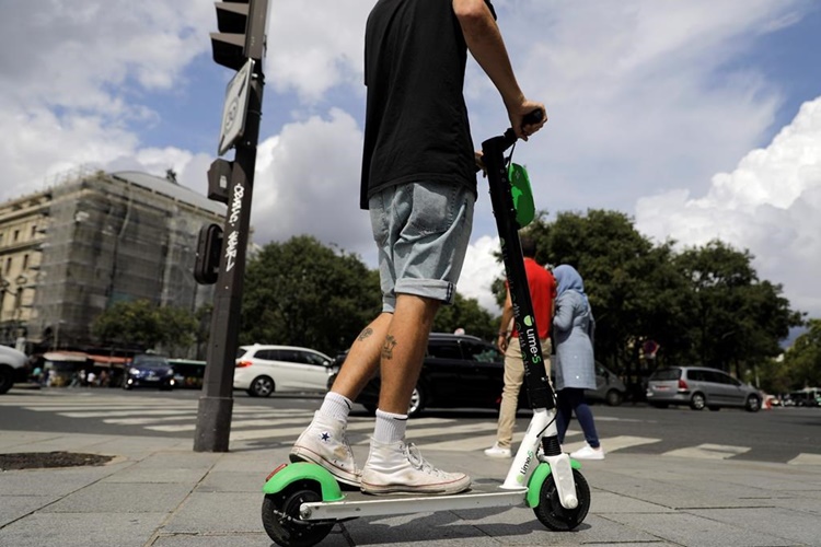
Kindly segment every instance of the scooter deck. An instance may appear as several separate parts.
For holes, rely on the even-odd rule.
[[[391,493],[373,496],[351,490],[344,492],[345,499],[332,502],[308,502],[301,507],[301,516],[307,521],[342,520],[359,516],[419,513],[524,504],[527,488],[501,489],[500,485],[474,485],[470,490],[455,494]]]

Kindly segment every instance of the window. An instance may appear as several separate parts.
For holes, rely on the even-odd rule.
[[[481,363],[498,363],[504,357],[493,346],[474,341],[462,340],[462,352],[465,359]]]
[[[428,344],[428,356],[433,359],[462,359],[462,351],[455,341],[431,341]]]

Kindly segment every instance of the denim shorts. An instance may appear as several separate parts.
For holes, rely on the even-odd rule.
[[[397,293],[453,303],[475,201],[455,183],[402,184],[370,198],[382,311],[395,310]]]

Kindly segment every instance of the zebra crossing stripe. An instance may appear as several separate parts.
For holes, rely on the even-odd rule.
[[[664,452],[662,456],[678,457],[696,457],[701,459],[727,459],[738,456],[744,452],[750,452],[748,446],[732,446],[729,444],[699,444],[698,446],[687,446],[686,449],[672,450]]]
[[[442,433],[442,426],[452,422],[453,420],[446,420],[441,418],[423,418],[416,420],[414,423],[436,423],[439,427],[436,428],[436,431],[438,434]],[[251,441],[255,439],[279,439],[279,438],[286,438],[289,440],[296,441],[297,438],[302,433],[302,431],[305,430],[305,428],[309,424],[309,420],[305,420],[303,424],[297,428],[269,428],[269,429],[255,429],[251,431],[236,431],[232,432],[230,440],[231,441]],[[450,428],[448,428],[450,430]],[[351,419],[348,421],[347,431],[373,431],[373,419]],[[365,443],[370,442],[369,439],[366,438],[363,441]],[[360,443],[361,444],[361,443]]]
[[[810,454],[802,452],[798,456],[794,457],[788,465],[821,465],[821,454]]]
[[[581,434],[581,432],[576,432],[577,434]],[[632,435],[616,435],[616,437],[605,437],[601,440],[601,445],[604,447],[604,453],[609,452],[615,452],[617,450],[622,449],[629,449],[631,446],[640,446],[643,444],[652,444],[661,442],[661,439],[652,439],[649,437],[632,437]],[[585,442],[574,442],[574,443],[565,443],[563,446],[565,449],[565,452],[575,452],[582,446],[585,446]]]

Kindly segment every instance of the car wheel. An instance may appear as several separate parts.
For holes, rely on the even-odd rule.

**********

▸ Aim: Render every line of the entries above as a Markdown table with the columns "Row" and "Text", numbering the rows and skipping blank lines. Omit the pictures.

▸ Written answer:
| Row | Text |
|---|---|
| 1 | Kindly segment every instance of the scooter deck. An instance may appear as several separate parts. |
| 2 | For holes, rely on the even-odd rule. |
| 3 | [[[391,493],[373,496],[351,490],[344,492],[345,499],[332,502],[308,502],[301,507],[301,516],[307,521],[342,520],[359,516],[419,513],[524,504],[527,488],[501,489],[500,485],[474,485],[470,490],[455,494]]] |
| 4 | Kindly segment every instance of the window. An instance may appear as several separate parts. |
| 5 | For holes, rely on the even-odd rule. |
| 6 | [[[481,363],[498,363],[504,357],[493,346],[474,341],[462,340],[462,352],[465,359]]] |
| 7 | [[[428,344],[428,356],[433,359],[462,359],[462,351],[455,341],[431,341]]] |
| 8 | Kindly segment every instance of the denim shorts. An instance may appear as several separate parts. |
| 9 | For holes, rely on the even-odd rule. |
| 10 | [[[397,293],[453,303],[475,201],[455,183],[402,184],[370,198],[382,311],[395,310]]] |
| 11 | Kindly segment every instance of the zebra crossing stripe. An instance may appear as several separate parts. |
| 12 | For holes, rely on the even-odd rule. |
| 13 | [[[664,452],[662,456],[678,457],[696,457],[701,459],[727,459],[738,456],[744,452],[750,452],[748,446],[732,446],[729,444],[699,444],[698,446],[687,446],[686,449],[672,450]]] |
| 14 | [[[442,433],[442,426],[452,422],[453,420],[446,420],[441,418],[423,418],[416,420],[414,423],[436,423],[439,427],[436,428],[436,431],[438,434]],[[251,441],[255,439],[279,439],[279,438],[286,438],[289,440],[296,441],[297,438],[302,433],[302,431],[305,430],[305,428],[309,424],[309,420],[305,420],[303,424],[297,428],[269,428],[269,429],[255,429],[251,431],[236,431],[232,432],[230,440],[231,441]],[[450,428],[448,428],[450,430]],[[351,419],[348,421],[347,431],[373,431],[373,419]],[[365,443],[370,442],[369,439],[366,438],[363,441]],[[360,443],[361,444],[361,443]]] |
| 15 | [[[810,454],[802,452],[798,456],[794,457],[788,465],[821,465],[821,454]]] |
| 16 | [[[581,434],[581,432],[576,432],[577,434]],[[632,435],[616,435],[616,437],[605,437],[601,440],[601,445],[604,447],[604,453],[609,452],[615,452],[617,450],[622,449],[629,449],[631,446],[640,446],[643,444],[652,444],[661,442],[661,439],[652,439],[649,437],[632,437]],[[585,442],[574,442],[574,443],[565,443],[563,446],[565,449],[565,452],[575,452],[582,446],[585,446]]] |
| 17 | Kindly segment every instance of the car wheel. An instance may appear as several separate parts. |
| 18 | For holes, rely on the even-odd rule. |